### Your assignment
Output the listing below, keeping each line exactly as it stands.

### Source data
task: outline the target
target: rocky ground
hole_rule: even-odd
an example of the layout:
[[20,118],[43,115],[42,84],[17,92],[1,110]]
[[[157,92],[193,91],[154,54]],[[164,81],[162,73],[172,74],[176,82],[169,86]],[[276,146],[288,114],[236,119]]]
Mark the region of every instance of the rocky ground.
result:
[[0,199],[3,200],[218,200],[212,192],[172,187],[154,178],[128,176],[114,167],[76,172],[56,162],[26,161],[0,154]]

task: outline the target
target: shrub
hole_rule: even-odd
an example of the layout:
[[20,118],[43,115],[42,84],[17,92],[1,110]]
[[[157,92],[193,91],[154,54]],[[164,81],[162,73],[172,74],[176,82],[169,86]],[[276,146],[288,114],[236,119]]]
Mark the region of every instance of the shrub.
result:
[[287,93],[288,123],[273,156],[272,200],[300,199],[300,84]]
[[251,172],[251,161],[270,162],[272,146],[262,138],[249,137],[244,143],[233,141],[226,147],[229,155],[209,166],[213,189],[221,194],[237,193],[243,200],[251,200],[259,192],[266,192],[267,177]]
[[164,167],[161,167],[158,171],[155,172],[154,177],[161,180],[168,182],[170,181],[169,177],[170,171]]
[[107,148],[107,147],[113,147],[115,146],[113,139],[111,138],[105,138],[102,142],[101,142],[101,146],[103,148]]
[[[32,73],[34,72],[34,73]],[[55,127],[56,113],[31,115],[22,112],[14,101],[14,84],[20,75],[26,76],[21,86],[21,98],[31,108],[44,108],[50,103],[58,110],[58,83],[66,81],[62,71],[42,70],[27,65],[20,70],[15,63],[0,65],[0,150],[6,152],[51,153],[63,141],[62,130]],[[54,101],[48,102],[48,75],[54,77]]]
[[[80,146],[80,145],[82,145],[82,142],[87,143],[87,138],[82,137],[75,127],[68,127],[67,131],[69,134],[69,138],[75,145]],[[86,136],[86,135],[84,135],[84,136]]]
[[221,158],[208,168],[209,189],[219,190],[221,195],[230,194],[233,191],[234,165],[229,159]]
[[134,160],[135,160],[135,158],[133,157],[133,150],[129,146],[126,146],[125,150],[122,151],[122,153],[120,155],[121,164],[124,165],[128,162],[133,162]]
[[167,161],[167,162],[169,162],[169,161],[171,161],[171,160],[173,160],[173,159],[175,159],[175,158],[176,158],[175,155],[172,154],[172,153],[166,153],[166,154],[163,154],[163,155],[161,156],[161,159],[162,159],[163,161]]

### Written reply
task: outline the target
target: rocky ground
hole_rule: even-odd
an example of the layout:
[[20,118],[43,115],[42,84],[17,92],[1,110]]
[[[157,92],[193,91],[154,54]],[[164,81],[162,73],[172,74],[176,82],[169,86]],[[276,146],[288,114],[236,119]]]
Mark the region of every instance of the rocky ground.
result:
[[0,199],[3,200],[218,200],[212,192],[172,187],[154,178],[128,176],[114,167],[76,172],[56,162],[26,161],[0,154]]

task: outline the target
target: shrub
hole_rule: even-odd
an example of the layout:
[[20,118],[43,115],[42,84],[17,92],[1,110]]
[[[157,92],[193,91],[154,54]],[[164,81],[162,73],[172,74],[176,82],[169,86]],[[276,146],[288,114],[236,119]]]
Mark the region of every instance of the shrub.
result:
[[287,93],[288,123],[273,156],[272,200],[300,199],[300,84]]
[[251,172],[251,161],[270,162],[272,146],[262,138],[249,137],[244,143],[233,141],[226,147],[229,155],[209,166],[213,189],[221,194],[237,193],[243,200],[251,200],[259,192],[266,192],[267,177]]
[[164,167],[161,167],[158,171],[155,172],[154,177],[161,180],[168,182],[170,181],[169,177],[170,171]]
[[107,148],[107,147],[113,147],[115,146],[113,139],[111,138],[105,138],[102,142],[101,142],[101,146],[103,148]]
[[[32,73],[34,72],[34,73]],[[55,127],[56,113],[31,115],[22,112],[14,101],[14,84],[20,75],[26,76],[21,86],[21,98],[31,108],[44,108],[50,103],[58,110],[58,83],[66,81],[62,71],[42,70],[27,65],[20,70],[15,63],[0,65],[0,150],[6,152],[51,153],[63,141],[62,130]],[[54,101],[48,102],[48,75],[54,77]]]
[[[80,146],[80,145],[82,145],[82,142],[87,143],[87,138],[82,137],[75,127],[68,127],[67,131],[69,134],[69,138],[75,145]],[[86,136],[86,135],[84,135],[84,136]]]
[[221,158],[208,168],[209,189],[219,190],[221,195],[230,194],[233,191],[234,165],[229,159]]
[[134,160],[135,160],[135,158],[133,157],[133,150],[129,146],[126,146],[125,150],[122,151],[122,153],[120,155],[121,164],[124,165],[128,162],[133,162]]
[[167,161],[167,162],[169,162],[169,161],[171,161],[171,160],[173,160],[173,159],[175,159],[175,158],[176,158],[175,155],[172,154],[172,153],[166,153],[166,154],[163,154],[163,155],[161,156],[161,159],[162,159],[163,161]]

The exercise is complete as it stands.